Entries from a point annotation set
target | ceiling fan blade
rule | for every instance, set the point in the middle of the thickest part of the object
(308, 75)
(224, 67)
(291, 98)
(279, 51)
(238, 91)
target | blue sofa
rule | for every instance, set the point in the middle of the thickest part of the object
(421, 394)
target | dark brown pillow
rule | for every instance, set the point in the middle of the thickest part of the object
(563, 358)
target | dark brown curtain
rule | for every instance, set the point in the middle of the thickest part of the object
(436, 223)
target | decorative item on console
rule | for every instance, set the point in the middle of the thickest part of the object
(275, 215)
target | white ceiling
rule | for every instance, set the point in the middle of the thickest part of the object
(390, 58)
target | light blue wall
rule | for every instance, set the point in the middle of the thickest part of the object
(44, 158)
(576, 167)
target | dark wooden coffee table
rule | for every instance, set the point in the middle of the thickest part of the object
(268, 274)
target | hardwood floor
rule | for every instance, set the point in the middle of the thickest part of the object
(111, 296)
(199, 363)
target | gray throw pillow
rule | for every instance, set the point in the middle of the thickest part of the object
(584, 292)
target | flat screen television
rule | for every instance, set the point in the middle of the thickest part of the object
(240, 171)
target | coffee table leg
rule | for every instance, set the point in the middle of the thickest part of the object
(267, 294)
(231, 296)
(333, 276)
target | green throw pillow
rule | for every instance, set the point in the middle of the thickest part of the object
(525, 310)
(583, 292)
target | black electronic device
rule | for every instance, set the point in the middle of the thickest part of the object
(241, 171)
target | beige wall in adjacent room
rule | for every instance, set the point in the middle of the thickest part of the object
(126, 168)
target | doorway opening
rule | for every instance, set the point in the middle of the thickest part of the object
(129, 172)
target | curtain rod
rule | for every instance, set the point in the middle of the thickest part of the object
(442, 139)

Given exercise
Rewrite the records with every "thickest part" changed to "widest part", keeping everything else the same.

Response for this exercise
target | ceiling fan blade
rule | for every instance, set the point in the middle of the widest part of the object
(308, 75)
(224, 67)
(291, 98)
(279, 51)
(238, 91)
target | blue sofa
rule | for every instance, set the point in the middle of the widest part of the object
(421, 394)
target | dark brown pillow
rule | for every instance, set the point in the middle of the widest part of the object
(563, 358)
target | dark brown curtain
rule | for every instance, set the point in the middle of the widest part of the object
(436, 223)
target | decorative item on console
rule | for every instance, set the point in the middle of the widest part of the object
(275, 215)
target | white ceiling
rule | for every instance, set the point in the middle of the widest part of the object
(390, 58)
target | light blue wall
rule | for every instance, set the point in the middle of the widest part of the object
(44, 158)
(576, 167)
target | dark wooden coffee table
rule | for every instance, set the point in the middle of the widest part of the object
(268, 274)
target | hardwood floor
rule | for every instance, set the point in the middle of the widest part of the object
(111, 296)
(199, 363)
target | gray throw pillow
rule | for every instance, set the point in the middle of the widest part of the object
(584, 292)
target | flat screen television
rule | for every instance, set the point in the middle of the widest part of the object
(240, 171)
target | coffee table leg
rule | for every instance, set the point in the middle of the widest part of the object
(267, 294)
(231, 296)
(333, 276)
target | green throw pillow
rule | for every instance, set the point in the middle of the widest part of the object
(525, 310)
(583, 292)
target | black electronic device
rule | for every instance, set the point in the middle of the widest part of the object
(241, 171)
target | beige wall in adjacent room
rule | for every instance, set the point in the middle of the widest part of the object
(126, 168)
target | doorway opening
rule | for every instance, set the point in the middle of the widest part of the object
(129, 172)
target | curtain rod
rule | for every instance, set the point in the middle of the widest part of the object
(442, 139)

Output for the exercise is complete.